Your assignment - The answer must be every line of the records in which the string "field" appears.

Supplied data -

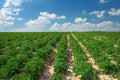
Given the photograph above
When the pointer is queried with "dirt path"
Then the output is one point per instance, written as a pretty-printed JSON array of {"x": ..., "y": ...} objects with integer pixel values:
[
  {"x": 102, "y": 75},
  {"x": 49, "y": 68},
  {"x": 70, "y": 75}
]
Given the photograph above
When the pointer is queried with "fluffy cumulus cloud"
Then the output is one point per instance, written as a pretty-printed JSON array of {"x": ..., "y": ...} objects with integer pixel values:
[
  {"x": 86, "y": 26},
  {"x": 80, "y": 20},
  {"x": 98, "y": 14},
  {"x": 103, "y": 1},
  {"x": 114, "y": 12},
  {"x": 41, "y": 23},
  {"x": 10, "y": 11}
]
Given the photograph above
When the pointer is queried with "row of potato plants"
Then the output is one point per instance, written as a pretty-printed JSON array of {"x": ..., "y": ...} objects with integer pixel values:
[
  {"x": 80, "y": 64},
  {"x": 8, "y": 41},
  {"x": 27, "y": 65},
  {"x": 60, "y": 59},
  {"x": 27, "y": 48},
  {"x": 97, "y": 48},
  {"x": 110, "y": 43}
]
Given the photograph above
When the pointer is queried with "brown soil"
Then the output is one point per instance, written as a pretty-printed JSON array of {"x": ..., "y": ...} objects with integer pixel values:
[
  {"x": 111, "y": 59},
  {"x": 49, "y": 68},
  {"x": 70, "y": 75},
  {"x": 102, "y": 75}
]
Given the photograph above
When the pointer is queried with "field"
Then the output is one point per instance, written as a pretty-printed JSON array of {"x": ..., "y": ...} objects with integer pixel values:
[{"x": 60, "y": 56}]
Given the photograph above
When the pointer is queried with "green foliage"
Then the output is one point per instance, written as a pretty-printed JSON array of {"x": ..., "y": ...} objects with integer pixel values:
[
  {"x": 57, "y": 76},
  {"x": 33, "y": 67}
]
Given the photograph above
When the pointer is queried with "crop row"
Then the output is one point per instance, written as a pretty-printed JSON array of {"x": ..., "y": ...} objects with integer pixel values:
[
  {"x": 80, "y": 64},
  {"x": 97, "y": 48},
  {"x": 60, "y": 59},
  {"x": 28, "y": 61}
]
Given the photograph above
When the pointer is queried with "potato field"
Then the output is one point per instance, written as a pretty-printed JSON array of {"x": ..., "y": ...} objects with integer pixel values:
[{"x": 60, "y": 56}]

Response box -
When the pointer is queried with "field"
When the pointer is queried with "potato field"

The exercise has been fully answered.